(Stored data entries)
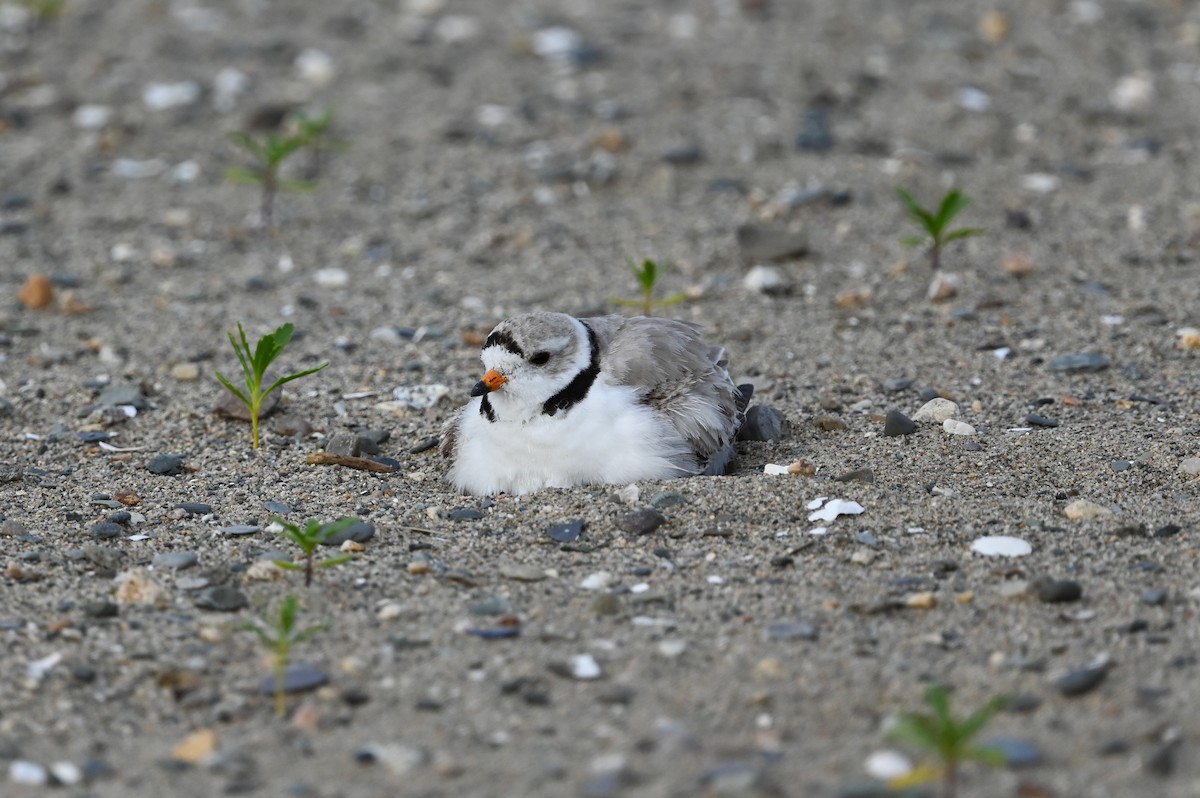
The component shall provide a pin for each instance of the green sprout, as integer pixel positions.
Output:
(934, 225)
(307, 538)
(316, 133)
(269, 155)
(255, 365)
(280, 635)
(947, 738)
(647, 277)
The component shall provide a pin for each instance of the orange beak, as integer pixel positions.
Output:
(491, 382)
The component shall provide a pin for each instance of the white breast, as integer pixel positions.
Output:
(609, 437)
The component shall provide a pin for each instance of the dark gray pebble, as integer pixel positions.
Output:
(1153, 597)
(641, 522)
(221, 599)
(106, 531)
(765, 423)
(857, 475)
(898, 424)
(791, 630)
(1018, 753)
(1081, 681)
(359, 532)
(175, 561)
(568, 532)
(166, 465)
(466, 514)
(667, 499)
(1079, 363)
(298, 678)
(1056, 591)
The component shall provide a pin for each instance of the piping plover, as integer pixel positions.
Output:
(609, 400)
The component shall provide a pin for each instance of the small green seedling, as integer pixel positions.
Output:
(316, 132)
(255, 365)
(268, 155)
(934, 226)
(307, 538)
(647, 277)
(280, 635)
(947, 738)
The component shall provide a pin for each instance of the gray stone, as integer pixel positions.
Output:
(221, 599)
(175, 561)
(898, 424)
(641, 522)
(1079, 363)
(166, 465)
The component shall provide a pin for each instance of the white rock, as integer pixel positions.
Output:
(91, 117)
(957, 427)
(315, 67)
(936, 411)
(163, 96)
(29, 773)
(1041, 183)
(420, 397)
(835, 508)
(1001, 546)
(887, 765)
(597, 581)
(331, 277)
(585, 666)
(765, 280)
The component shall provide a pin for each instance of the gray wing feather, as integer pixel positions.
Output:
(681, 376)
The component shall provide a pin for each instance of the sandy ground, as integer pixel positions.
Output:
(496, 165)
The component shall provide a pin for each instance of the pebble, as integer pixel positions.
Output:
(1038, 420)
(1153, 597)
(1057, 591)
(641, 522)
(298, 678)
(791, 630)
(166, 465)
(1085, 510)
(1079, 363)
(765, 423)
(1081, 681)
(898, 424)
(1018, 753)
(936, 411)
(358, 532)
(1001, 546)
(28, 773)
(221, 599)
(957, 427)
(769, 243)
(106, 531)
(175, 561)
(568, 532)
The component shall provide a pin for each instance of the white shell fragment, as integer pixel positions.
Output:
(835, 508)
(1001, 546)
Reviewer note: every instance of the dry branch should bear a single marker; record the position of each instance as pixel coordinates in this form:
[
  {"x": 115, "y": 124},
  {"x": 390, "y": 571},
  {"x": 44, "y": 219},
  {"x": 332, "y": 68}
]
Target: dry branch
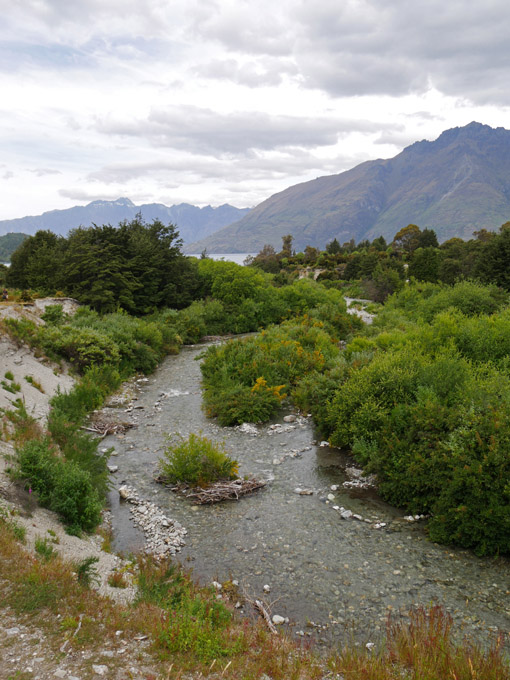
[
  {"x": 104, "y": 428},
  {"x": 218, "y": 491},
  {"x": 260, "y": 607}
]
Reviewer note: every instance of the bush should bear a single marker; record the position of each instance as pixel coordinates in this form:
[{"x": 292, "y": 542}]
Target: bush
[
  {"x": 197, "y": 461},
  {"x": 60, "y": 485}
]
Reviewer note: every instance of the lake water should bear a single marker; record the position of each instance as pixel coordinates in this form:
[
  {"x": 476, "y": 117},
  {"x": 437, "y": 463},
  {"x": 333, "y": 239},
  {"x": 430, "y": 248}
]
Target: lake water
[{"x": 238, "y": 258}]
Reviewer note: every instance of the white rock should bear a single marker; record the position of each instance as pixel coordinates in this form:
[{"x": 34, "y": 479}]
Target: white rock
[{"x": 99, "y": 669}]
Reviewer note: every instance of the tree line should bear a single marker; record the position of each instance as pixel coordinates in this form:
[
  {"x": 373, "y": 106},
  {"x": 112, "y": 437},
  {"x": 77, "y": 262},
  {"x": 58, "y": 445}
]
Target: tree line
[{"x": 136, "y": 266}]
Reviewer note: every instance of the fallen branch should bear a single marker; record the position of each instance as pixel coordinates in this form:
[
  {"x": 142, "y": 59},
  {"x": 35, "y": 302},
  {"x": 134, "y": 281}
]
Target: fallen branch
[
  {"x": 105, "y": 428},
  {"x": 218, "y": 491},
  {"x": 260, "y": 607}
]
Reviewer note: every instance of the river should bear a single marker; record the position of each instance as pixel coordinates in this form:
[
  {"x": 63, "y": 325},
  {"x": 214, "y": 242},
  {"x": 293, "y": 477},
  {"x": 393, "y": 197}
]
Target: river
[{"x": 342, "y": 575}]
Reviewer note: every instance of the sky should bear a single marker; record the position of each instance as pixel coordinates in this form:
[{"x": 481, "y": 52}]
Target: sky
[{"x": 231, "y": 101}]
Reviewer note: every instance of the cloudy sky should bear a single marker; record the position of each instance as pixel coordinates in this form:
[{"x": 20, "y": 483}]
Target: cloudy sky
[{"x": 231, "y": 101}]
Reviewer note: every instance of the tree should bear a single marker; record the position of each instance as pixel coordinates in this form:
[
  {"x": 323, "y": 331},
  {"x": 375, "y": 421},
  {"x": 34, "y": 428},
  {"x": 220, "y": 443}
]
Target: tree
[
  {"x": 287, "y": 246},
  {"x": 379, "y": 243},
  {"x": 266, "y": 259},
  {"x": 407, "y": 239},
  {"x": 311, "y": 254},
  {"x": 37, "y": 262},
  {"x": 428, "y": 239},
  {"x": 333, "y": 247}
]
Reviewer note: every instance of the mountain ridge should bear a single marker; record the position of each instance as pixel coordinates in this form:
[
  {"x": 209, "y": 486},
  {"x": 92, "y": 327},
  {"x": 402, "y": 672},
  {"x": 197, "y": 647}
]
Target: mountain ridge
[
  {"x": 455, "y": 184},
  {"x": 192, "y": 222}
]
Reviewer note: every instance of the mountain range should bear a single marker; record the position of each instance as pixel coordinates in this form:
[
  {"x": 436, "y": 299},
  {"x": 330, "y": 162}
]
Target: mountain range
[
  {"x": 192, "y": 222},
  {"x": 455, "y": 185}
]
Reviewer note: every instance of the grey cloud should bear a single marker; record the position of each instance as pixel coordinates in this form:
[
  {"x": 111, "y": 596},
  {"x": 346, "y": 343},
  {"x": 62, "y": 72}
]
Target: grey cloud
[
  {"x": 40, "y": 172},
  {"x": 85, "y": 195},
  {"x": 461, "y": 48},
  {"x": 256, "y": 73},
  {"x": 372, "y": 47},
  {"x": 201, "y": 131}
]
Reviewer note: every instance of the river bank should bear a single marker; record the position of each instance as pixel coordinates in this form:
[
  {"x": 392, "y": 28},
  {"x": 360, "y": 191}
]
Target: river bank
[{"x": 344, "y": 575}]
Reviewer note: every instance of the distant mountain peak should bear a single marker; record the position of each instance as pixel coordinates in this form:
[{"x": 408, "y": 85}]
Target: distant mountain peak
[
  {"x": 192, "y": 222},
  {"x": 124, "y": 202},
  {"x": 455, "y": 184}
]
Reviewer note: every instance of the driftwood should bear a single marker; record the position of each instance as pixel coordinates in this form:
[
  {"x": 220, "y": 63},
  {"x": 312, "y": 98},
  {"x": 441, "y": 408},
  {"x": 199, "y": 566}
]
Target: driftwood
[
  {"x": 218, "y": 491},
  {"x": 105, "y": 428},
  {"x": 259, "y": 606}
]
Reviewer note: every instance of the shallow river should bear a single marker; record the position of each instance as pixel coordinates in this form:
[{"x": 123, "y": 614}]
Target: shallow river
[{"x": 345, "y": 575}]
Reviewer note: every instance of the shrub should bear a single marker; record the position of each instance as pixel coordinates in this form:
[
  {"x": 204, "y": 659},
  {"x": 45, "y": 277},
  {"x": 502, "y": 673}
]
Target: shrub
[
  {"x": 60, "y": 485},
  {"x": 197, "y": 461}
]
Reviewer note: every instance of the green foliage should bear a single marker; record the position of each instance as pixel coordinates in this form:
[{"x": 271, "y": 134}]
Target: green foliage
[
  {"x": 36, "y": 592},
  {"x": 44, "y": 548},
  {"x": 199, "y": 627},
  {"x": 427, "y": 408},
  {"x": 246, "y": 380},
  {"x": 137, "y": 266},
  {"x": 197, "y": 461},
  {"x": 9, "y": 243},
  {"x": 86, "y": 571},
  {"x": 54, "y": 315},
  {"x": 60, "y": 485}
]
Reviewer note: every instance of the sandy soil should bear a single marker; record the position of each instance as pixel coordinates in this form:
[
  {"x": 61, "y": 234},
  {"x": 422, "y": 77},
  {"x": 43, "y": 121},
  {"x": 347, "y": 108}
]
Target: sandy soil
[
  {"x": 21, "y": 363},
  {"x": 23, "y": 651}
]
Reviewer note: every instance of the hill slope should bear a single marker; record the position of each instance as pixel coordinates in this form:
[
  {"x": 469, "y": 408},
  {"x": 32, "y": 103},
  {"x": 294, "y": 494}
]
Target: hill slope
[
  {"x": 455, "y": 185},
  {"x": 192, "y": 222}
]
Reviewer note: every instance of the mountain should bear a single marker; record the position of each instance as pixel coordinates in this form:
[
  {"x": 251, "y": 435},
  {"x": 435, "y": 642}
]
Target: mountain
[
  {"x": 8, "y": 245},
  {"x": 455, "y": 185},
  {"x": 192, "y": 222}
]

● **What to produce**
Going through the entries above, tally every line that contains the string "gray", then state only the total.

● **Finished exercise**
3